C4.5 in detail and comparative analysis of decision tree algorithms

Previously, we have talked about 2 of the Decision Tree Algorithms:

1. Gini Index (while implementing CART – Classification)

2. ID3 – Iterative Dichotomiser 3 (while implementing CART – Regression)

There are a few more algorithms that you need to be aware of.

In this blog, we are going to learn about those algorithms and do a comparative study of all these algorithms.

In this post, you’ll learn

1. What is C4.5 algorithm

2. What is C5.0 algorithm

3. How are the above 2 algorithms different from each other

4. Which algorithm is better and why: ID3, C4.5, C5.0

If you would like to recap what Gini Index was about, visit: https://insightimi.wordpress.com/2020/03/08/classification-and-regression-tree/ and scroll to “What is Gini Index?”

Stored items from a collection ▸

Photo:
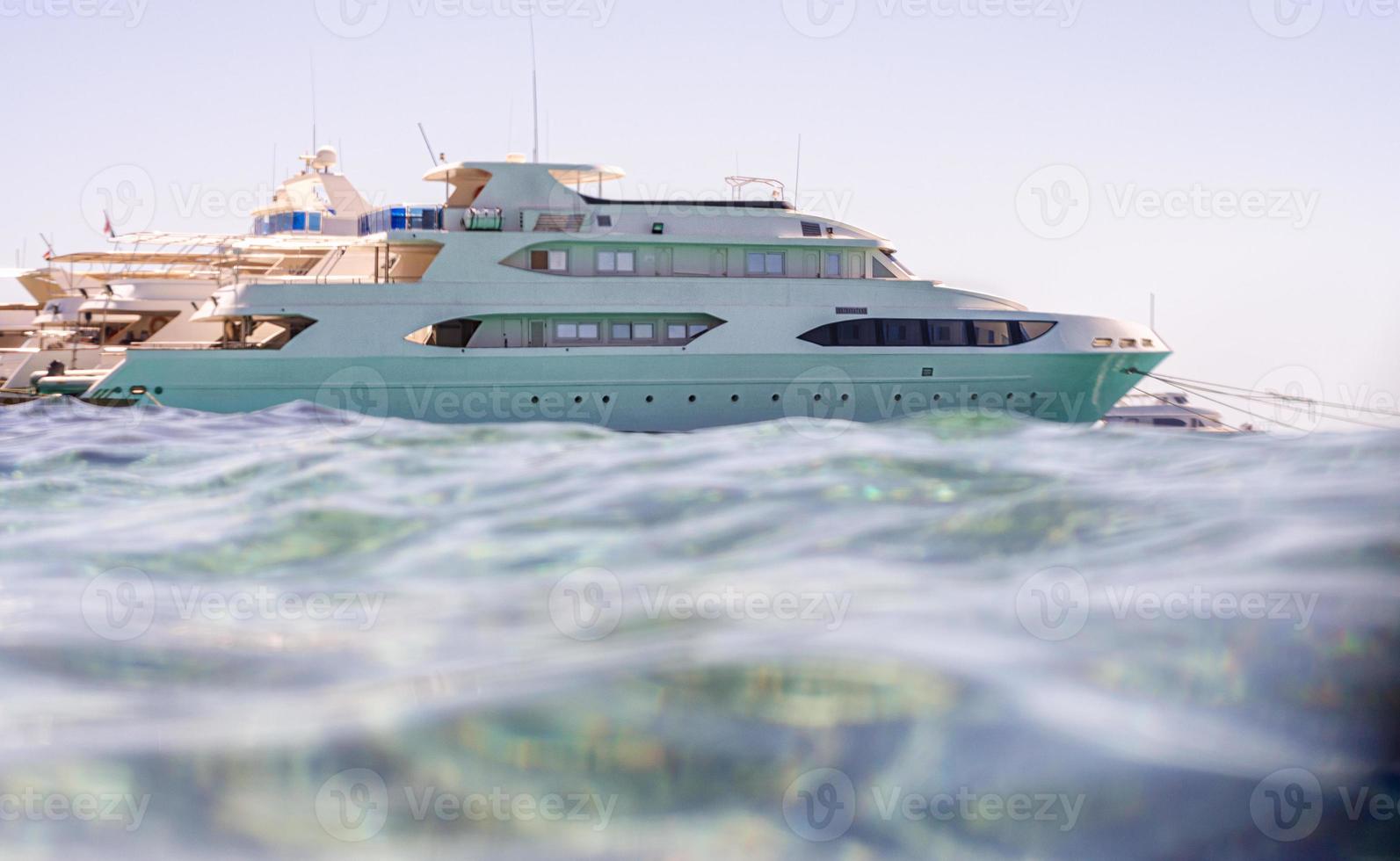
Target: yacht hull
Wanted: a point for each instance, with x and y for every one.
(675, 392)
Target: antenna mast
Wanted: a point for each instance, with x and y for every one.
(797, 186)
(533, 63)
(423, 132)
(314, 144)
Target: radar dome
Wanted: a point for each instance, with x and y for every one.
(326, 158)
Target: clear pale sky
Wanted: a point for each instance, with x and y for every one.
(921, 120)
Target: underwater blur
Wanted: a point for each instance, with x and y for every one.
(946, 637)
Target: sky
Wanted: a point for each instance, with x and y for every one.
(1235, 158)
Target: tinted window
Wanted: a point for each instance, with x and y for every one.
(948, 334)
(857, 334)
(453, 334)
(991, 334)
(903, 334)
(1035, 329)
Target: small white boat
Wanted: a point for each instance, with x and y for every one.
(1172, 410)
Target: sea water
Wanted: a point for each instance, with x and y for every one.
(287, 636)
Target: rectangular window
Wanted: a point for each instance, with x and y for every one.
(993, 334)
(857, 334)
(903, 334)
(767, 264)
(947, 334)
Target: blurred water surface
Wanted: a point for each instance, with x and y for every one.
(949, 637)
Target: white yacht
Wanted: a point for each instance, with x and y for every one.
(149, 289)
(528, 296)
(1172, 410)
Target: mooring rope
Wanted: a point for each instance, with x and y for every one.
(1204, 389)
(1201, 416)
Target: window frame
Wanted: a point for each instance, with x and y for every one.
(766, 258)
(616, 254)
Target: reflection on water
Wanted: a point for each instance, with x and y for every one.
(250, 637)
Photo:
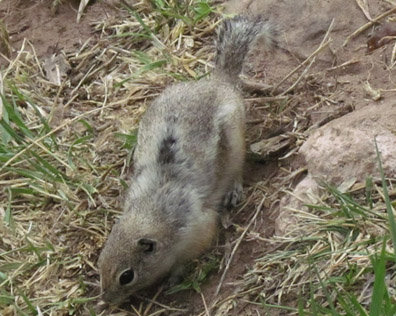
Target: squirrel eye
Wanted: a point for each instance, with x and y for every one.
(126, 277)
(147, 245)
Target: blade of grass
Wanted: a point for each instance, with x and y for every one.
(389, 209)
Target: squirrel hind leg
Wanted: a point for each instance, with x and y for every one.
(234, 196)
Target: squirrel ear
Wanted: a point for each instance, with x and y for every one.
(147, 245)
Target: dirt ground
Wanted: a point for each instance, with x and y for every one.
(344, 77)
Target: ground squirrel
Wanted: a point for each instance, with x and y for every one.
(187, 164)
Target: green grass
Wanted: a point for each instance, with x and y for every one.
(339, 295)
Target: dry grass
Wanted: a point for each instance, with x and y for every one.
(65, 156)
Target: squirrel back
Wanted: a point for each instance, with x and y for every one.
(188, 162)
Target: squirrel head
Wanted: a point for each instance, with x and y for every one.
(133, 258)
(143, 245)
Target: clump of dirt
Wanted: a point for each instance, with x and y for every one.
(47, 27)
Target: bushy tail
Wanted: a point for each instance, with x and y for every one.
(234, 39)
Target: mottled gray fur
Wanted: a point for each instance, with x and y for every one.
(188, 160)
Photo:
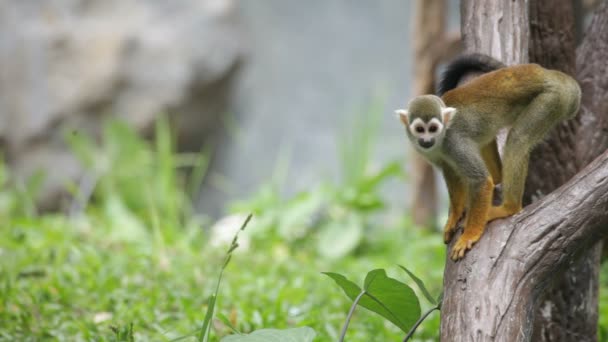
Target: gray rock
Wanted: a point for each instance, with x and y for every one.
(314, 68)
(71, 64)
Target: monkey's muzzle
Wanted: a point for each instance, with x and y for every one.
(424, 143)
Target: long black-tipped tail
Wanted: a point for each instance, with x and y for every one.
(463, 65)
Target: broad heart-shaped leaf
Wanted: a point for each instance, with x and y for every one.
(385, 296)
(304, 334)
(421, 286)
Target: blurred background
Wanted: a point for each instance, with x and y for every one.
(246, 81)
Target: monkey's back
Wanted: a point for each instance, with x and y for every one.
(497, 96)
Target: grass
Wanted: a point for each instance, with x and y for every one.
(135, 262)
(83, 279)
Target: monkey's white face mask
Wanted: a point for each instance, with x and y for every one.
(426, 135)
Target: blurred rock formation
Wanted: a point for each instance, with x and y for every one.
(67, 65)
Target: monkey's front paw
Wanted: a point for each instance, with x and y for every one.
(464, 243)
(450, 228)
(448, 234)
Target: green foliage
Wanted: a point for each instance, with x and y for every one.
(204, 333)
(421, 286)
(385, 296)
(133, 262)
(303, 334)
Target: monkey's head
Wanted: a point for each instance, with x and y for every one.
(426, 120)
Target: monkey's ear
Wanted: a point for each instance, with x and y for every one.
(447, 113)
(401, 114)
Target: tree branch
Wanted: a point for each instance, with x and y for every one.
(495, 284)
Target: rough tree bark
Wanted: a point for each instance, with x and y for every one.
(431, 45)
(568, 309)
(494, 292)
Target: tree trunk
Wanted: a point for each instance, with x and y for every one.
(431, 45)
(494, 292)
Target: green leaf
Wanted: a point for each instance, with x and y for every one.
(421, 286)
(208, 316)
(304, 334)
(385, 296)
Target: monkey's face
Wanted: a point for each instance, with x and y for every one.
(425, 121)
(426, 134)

--

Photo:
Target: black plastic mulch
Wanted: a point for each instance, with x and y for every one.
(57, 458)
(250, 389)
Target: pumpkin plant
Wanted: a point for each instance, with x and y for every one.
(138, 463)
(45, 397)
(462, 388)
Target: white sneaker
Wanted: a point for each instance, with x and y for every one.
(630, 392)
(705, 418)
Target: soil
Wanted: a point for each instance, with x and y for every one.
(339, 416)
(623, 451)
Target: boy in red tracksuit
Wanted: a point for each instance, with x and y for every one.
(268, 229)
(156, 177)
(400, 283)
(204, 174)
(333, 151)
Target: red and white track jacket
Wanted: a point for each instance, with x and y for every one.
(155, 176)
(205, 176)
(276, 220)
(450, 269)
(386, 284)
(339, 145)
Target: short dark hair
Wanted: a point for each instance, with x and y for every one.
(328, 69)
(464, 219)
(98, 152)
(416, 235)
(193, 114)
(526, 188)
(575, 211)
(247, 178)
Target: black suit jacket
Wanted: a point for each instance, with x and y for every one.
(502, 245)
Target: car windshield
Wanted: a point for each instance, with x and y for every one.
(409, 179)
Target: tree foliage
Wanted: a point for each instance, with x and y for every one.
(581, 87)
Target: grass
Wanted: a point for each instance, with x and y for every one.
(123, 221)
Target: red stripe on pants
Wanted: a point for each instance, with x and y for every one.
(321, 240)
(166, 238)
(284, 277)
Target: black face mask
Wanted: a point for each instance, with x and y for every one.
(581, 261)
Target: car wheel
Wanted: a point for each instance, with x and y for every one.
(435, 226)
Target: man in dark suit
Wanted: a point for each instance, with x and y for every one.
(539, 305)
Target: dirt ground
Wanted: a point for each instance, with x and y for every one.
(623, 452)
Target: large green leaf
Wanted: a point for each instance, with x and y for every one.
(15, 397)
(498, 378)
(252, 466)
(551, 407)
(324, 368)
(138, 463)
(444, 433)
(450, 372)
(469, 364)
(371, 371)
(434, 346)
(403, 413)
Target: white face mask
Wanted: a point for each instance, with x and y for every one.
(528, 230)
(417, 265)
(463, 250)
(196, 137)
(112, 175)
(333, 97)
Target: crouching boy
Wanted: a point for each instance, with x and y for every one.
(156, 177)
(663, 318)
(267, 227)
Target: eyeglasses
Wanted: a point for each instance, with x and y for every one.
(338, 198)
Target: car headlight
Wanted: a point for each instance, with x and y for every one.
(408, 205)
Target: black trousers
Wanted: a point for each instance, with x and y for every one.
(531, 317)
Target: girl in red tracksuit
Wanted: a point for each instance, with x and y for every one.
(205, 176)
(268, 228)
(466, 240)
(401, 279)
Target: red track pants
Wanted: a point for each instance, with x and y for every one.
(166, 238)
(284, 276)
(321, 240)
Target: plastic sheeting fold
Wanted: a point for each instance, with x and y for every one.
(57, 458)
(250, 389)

==

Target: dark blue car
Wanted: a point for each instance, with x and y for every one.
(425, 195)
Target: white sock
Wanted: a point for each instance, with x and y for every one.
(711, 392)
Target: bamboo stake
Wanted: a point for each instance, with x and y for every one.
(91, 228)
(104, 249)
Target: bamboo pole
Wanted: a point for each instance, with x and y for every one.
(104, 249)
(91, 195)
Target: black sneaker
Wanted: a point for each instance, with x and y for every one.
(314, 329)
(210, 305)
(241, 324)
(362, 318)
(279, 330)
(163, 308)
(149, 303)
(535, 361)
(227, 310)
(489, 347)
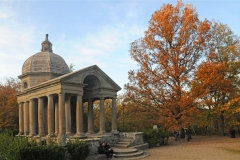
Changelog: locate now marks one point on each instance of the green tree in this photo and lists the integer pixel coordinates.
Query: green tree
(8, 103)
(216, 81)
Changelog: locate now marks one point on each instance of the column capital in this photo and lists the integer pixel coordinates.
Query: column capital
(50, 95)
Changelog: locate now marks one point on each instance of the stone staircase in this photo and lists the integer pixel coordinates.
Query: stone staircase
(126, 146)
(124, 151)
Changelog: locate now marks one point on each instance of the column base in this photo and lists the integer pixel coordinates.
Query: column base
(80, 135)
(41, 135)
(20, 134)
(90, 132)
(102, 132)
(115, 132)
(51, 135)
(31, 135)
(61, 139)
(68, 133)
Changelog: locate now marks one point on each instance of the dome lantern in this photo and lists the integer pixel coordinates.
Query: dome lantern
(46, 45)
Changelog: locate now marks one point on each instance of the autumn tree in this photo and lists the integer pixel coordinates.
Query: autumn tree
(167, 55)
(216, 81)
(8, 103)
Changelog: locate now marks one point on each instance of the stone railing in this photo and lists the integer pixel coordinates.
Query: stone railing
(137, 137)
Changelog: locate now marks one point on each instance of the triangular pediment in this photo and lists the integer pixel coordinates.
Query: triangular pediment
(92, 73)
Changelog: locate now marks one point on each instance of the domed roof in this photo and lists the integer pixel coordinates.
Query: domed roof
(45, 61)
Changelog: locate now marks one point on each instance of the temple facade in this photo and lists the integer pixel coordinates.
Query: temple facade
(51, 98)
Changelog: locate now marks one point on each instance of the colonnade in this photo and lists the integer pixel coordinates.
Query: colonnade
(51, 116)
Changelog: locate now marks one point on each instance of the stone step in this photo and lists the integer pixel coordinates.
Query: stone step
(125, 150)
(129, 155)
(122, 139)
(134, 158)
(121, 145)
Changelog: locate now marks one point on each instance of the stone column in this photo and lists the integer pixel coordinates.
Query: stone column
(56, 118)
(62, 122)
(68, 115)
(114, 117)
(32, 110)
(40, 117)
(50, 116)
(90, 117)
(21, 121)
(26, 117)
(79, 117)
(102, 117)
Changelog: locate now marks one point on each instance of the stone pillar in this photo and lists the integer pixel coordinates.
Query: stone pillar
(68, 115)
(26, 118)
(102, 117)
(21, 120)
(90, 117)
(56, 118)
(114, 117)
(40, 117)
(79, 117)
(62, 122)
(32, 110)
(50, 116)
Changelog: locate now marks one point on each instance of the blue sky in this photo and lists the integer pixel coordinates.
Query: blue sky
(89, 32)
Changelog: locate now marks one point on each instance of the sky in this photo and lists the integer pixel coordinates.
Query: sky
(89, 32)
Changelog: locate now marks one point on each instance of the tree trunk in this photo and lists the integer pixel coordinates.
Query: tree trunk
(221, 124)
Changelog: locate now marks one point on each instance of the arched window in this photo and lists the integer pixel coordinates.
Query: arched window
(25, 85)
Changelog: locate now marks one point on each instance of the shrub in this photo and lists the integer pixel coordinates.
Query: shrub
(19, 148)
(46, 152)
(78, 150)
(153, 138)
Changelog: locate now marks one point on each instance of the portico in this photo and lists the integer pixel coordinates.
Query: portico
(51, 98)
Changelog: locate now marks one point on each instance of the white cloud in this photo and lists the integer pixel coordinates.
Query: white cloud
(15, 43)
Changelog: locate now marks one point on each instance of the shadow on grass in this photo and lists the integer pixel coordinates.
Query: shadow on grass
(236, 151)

Your tasks ▸
#1 Extract each line of the rows that contains the string "black" and list those lines.
#2 Write what comes next in the page on C4.5 and other decision tree algorithms, starting after its last sentence.

Answers to the problems ▸
#1
Target: long black-tipped tail
Target: black plastic mulch
Target: black suit jacket
Target: black face mask
Target: black trousers
Target: black sneaker

#2
And for ID3, visit: https://insightimi.wordpress.com/2020/03/15/cart-regression-tree-from-scratch-with-a-hands-on-examplein-r/ and scroll to “What are Greedy Learners?”

Before diving straight into C4.5, we urge you to visit and read the blog on CART – Regression Tree. (https://insightimi.wordpress.com/2020/03/15/cart-regression-tree-from-scratch-with-a-hands-on-examplein-r/)

It will give you more clarity on the topics like:

1. Greedy Learners

2. Entropy

3. Information Gain

4. Gain Ratio

5. SplitInfo

These topics are utmost important to be clear in your mind before proceeding further.

C4.5 Algorithm

ID3 is the most common decision tree algorithm these days. It was developed by Ross Quinlan in 1986. It creates a multi-way tree. In ID3, we first “greedily” find the categorical variable for every node which will yield the largest “information gain” for categorical features. After that, the trees are grown to their maximum size followed by which, a “pruning” step is applied (mostly) to improve the ability of the tree so that it can be applied to unseen data.

C4.5 is the successor to the ID3 algorithm. It was also developed by Ross Quinlan. It would be safe to say that C4.5 is an evolution of ID3.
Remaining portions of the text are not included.